Find the word "baby" in the records and copy every line where it occurs.

> **Study material**:
**********
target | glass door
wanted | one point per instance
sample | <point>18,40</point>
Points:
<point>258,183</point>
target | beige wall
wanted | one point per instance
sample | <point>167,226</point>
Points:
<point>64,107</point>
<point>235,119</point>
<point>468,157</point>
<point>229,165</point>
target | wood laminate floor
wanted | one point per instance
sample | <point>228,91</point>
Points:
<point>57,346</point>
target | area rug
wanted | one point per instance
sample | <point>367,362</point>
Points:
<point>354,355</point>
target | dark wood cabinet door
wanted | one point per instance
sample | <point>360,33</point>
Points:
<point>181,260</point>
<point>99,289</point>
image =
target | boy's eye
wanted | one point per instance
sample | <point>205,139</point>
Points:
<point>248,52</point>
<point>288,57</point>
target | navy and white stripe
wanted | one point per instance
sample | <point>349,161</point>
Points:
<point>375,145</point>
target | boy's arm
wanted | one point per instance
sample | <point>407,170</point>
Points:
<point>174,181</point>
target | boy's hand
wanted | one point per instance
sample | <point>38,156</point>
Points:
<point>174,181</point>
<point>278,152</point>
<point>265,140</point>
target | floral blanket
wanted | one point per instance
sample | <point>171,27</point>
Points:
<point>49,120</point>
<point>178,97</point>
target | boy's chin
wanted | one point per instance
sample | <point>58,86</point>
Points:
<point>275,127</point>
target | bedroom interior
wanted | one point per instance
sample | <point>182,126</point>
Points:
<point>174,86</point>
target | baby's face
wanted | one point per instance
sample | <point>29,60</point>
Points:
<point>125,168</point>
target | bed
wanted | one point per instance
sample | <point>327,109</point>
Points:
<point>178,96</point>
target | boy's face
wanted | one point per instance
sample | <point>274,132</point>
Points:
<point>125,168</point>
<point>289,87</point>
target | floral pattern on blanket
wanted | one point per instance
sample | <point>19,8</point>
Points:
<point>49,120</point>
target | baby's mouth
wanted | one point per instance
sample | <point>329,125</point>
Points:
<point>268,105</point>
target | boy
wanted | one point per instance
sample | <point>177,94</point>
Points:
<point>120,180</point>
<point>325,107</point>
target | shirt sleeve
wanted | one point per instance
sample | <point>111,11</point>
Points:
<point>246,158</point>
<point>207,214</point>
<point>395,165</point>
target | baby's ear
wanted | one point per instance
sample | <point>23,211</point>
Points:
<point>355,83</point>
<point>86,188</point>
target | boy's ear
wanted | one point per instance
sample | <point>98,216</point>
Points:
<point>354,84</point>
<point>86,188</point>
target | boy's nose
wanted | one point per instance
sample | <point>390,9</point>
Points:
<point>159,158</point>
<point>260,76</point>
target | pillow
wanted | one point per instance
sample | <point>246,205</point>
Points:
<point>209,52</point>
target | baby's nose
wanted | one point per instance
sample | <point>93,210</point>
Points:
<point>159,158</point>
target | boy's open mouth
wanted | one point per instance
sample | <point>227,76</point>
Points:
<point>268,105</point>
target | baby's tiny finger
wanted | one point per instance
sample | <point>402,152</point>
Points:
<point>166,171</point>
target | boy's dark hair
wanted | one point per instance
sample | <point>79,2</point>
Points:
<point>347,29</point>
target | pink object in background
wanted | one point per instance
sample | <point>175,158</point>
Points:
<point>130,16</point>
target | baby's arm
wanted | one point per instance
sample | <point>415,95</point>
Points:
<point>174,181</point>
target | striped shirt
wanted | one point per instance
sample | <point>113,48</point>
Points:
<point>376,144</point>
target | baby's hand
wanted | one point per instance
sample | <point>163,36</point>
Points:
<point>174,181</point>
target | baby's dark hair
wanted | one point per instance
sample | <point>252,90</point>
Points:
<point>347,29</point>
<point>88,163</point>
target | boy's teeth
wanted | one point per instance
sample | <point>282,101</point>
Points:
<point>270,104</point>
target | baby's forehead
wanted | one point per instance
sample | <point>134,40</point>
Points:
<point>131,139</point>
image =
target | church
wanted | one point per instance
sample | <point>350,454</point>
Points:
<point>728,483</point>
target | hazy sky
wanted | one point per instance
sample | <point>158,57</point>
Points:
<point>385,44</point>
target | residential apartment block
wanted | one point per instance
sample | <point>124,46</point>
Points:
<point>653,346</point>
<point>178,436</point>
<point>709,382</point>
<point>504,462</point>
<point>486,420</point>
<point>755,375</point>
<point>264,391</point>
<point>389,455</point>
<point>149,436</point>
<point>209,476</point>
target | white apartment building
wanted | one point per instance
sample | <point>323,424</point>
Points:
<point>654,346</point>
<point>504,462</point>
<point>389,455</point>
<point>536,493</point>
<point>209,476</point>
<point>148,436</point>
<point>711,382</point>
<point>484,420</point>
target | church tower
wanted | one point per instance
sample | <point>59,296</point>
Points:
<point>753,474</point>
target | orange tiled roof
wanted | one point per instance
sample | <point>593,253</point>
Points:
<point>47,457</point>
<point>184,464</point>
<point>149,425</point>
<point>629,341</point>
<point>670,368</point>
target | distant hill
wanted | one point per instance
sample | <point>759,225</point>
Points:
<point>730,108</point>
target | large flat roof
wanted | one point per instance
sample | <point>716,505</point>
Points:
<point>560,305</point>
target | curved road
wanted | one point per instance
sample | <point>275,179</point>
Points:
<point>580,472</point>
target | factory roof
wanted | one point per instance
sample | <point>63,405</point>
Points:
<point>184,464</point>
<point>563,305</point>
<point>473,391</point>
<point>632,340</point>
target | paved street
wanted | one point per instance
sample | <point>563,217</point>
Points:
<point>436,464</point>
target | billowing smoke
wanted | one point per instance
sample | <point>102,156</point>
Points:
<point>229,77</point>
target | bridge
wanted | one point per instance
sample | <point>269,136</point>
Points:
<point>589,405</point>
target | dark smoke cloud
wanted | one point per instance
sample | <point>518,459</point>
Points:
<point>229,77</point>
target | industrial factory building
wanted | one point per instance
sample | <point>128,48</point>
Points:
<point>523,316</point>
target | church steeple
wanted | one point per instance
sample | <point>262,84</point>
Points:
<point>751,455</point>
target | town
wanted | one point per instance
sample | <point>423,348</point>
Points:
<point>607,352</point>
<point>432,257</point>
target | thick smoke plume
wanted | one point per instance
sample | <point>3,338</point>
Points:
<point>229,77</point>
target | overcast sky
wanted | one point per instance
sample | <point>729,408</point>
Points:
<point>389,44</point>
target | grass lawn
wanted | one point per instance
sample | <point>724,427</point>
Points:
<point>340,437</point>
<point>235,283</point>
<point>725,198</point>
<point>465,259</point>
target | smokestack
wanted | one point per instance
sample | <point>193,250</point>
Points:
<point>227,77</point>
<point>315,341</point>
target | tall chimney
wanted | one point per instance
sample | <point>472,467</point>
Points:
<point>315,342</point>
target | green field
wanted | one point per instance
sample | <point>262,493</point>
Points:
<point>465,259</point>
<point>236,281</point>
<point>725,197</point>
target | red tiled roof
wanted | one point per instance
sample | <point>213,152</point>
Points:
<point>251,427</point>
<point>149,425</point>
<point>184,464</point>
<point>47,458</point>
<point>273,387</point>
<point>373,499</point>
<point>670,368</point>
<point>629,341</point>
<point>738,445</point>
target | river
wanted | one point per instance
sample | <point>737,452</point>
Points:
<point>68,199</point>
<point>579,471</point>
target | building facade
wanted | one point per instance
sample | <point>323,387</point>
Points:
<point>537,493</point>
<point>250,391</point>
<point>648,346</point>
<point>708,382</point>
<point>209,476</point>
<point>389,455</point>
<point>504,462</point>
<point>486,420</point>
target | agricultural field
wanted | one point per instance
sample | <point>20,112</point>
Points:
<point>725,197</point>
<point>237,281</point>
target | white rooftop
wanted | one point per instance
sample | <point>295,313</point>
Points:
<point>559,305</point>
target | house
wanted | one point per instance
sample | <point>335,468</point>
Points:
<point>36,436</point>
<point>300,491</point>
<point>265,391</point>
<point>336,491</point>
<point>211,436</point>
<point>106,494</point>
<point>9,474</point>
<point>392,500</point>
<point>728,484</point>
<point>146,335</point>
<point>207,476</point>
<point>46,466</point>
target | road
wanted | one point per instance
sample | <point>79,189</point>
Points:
**********
> **Solved exercise**:
target | baby's face
target | baby's mouth
target | baby's ear
target | baby's nose
target | baby's tiny finger
target | baby's arm
target | baby's hand
target | baby's dark hair
target | baby's forehead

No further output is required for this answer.